◆ Set problem a ◆
Return, word for word, the part of the passage on the album Speak Low that opens with the words containing "Walter Bishop Jr. chronology" and closes with "takes in 1989.".

◆ Source passage ◆
* begin *
Studio album by Walter Bishop Jr.
- Released: 1961
- Recorded: March 14, 1961
- Studio: Bell Sound (New York City)
- Genre: Jazz
- Length: 61:33
- Label: Jazztime JT 002 Muse MR 5066 Black Lion BLCD760109
- Producer: Fred Norsworthy

Walter Bishop Jr. chronology
|  | Speak Low (1961) | The Walter Bishop Jr. Trio / 1965 (1962–63) |

Milestones Cover

= Speak Low (Walter Bishop Jr. album) =

Speak Low is the debut album led by pianist Walter Bishop Jr. which was recorded at Bell Sound Studios in 1961 and originally released on the Jazztime label. It was re-released in 1975 on the Muse label under the original title then reissued on CD in 1989 as Milestones on the Black Lion label with 3 alternate takes in 1989.
* end *
◆ Set problem b ◆
Retype only the part of the records below that opens with the line containing "Task: point out every instance of the shirt" and runs through the end of the records, word for word.

◆ Supplied records ◆
* begin *
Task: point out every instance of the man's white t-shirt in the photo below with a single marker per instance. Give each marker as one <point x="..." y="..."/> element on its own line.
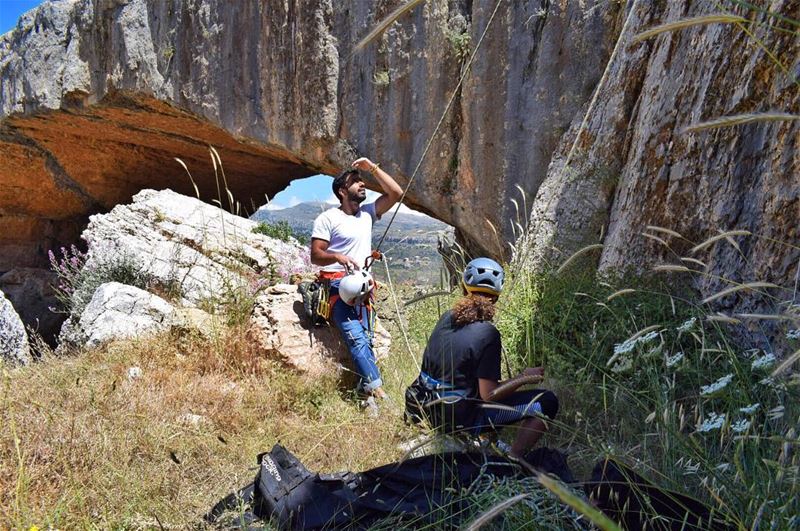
<point x="346" y="234"/>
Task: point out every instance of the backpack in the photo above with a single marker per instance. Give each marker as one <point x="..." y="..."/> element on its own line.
<point x="281" y="492"/>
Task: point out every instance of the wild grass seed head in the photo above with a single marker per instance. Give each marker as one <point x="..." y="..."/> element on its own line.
<point x="714" y="388"/>
<point x="763" y="362"/>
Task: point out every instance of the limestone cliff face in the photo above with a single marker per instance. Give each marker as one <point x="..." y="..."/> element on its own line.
<point x="98" y="96"/>
<point x="635" y="166"/>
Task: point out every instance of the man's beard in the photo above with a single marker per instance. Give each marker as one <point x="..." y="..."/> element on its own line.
<point x="357" y="197"/>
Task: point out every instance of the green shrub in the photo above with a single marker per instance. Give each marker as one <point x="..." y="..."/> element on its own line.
<point x="280" y="230"/>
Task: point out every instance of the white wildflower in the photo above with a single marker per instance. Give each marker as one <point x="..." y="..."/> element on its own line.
<point x="747" y="410"/>
<point x="722" y="383"/>
<point x="648" y="337"/>
<point x="685" y="327"/>
<point x="623" y="365"/>
<point x="740" y="425"/>
<point x="674" y="360"/>
<point x="776" y="413"/>
<point x="765" y="361"/>
<point x="712" y="422"/>
<point x="624" y="348"/>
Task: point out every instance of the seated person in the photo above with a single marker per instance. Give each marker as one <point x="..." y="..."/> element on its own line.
<point x="460" y="376"/>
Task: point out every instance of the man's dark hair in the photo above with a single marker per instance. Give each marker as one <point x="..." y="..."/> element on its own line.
<point x="341" y="180"/>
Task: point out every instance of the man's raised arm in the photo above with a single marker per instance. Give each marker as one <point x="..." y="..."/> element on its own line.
<point x="391" y="190"/>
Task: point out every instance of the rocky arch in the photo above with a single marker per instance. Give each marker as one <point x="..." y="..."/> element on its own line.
<point x="98" y="96"/>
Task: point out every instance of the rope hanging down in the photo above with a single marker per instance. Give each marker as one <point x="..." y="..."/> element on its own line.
<point x="438" y="125"/>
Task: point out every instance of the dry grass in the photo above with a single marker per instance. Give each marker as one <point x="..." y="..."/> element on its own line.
<point x="83" y="445"/>
<point x="718" y="18"/>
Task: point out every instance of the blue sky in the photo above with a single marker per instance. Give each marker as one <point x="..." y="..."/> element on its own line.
<point x="314" y="188"/>
<point x="10" y="11"/>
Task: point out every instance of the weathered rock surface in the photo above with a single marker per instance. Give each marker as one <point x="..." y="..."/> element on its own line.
<point x="281" y="329"/>
<point x="196" y="251"/>
<point x="282" y="93"/>
<point x="635" y="166"/>
<point x="13" y="338"/>
<point x="98" y="97"/>
<point x="117" y="311"/>
<point x="31" y="292"/>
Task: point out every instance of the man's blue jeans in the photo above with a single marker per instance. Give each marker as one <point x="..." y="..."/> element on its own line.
<point x="352" y="322"/>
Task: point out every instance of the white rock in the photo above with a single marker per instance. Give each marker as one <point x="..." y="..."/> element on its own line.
<point x="180" y="239"/>
<point x="281" y="330"/>
<point x="191" y="419"/>
<point x="13" y="338"/>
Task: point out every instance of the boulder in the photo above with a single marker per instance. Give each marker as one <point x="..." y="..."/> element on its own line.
<point x="282" y="330"/>
<point x="195" y="251"/>
<point x="117" y="311"/>
<point x="194" y="254"/>
<point x="13" y="339"/>
<point x="30" y="290"/>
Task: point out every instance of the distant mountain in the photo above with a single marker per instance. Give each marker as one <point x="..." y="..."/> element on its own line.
<point x="301" y="217"/>
<point x="409" y="247"/>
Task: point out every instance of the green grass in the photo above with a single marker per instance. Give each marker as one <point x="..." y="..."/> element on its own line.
<point x="646" y="406"/>
<point x="280" y="230"/>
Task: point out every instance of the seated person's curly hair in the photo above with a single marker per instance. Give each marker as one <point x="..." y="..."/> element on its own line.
<point x="473" y="308"/>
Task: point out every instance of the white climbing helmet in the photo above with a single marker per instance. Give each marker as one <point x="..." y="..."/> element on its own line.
<point x="355" y="287"/>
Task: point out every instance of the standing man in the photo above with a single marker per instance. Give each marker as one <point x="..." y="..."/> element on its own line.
<point x="459" y="387"/>
<point x="342" y="240"/>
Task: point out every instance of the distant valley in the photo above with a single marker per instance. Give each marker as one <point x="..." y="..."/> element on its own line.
<point x="409" y="247"/>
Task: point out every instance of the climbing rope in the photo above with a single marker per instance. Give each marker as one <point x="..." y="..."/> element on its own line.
<point x="441" y="120"/>
<point x="416" y="170"/>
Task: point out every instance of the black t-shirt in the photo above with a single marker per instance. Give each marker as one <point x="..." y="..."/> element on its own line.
<point x="461" y="355"/>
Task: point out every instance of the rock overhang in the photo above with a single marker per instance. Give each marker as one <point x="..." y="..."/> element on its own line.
<point x="60" y="166"/>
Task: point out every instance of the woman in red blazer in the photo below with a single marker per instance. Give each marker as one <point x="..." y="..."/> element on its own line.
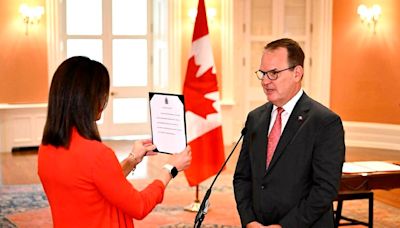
<point x="85" y="184"/>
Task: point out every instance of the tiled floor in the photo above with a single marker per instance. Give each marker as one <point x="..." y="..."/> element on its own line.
<point x="21" y="168"/>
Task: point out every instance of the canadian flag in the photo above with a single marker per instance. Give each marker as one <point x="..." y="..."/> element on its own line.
<point x="203" y="119"/>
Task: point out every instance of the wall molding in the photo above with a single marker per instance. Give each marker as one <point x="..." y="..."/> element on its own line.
<point x="372" y="135"/>
<point x="21" y="125"/>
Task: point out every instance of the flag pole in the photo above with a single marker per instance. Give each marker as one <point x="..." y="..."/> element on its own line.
<point x="195" y="206"/>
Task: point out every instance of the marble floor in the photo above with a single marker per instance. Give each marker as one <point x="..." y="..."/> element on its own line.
<point x="19" y="168"/>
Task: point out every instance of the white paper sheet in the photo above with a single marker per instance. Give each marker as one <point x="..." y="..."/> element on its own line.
<point x="167" y="113"/>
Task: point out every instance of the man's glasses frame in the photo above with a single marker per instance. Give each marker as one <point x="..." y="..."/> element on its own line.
<point x="271" y="74"/>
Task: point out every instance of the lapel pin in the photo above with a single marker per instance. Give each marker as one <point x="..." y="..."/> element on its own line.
<point x="300" y="118"/>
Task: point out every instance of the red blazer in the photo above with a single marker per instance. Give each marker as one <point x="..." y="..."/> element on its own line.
<point x="86" y="187"/>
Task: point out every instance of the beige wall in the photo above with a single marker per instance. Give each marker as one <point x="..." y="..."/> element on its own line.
<point x="23" y="58"/>
<point x="365" y="85"/>
<point x="365" y="81"/>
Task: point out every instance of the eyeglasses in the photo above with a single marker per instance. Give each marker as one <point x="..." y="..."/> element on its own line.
<point x="271" y="74"/>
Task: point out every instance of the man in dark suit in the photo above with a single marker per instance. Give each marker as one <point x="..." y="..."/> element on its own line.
<point x="296" y="186"/>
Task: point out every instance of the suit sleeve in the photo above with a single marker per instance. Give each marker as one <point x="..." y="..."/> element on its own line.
<point x="328" y="157"/>
<point x="109" y="178"/>
<point x="242" y="182"/>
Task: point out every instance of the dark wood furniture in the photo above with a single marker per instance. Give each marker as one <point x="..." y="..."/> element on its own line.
<point x="355" y="186"/>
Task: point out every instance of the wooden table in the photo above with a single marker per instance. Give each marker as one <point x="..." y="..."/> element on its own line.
<point x="368" y="181"/>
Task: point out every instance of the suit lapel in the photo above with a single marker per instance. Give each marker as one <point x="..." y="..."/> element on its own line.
<point x="296" y="119"/>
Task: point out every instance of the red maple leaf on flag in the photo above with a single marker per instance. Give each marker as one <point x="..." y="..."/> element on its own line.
<point x="195" y="89"/>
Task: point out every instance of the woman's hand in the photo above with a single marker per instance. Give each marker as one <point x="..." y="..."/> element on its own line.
<point x="181" y="160"/>
<point x="140" y="149"/>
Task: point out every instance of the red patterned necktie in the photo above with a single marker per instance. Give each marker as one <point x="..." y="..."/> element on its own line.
<point x="274" y="135"/>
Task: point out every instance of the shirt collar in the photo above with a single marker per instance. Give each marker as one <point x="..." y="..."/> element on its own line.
<point x="289" y="106"/>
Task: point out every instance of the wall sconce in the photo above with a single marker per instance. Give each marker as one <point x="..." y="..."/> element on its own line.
<point x="211" y="13"/>
<point x="31" y="15"/>
<point x="370" y="15"/>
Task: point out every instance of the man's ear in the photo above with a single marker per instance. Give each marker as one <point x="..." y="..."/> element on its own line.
<point x="299" y="72"/>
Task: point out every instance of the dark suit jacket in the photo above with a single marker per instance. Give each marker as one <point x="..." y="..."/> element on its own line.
<point x="303" y="177"/>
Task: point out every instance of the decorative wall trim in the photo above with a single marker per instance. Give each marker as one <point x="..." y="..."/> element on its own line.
* end *
◆ Result a ◆
Walter Bishop Jr. chronology
|  | Speak Low (1961) | The Walter Bishop Jr. Trio / 1965 (1962–63) |

Milestones Cover

= Speak Low (Walter Bishop Jr. album) =

Speak Low is the debut album led by pianist Walter Bishop Jr. which was recorded at Bell Sound Studios in 1961 and originally released on the Jazztime label. It was re-released in 1975 on the Muse label under the original title then reissued on CD in 1989 as Milestones on the Black Lion label with 3 alternate takes in 1989.

◆ Result b ◆
Task: point out every instance of the shirt collar in the photo above with a single marker per instance. Give each marker as one <point x="..." y="..."/> element on its own line.
<point x="289" y="106"/>
Task: point out every instance of the wall sconce in the photo above with a single marker per instance. Give each marker as one <point x="..." y="..."/> element on its own line.
<point x="211" y="13"/>
<point x="31" y="15"/>
<point x="370" y="15"/>
Task: point out every instance of the man's ear in the photo above with a single marker per instance. Give each marker as one <point x="..." y="..."/> element on its own line.
<point x="299" y="72"/>
Task: point out every instance of the dark suit jacket in the photo above with a single marker per instance. Give each marker as one <point x="..." y="..."/> element on its own line.
<point x="303" y="177"/>
Task: point out every instance of the decorative wall trim in the photo above with a single marker per instance. Give each marker as one <point x="..." y="..."/> element on its own line.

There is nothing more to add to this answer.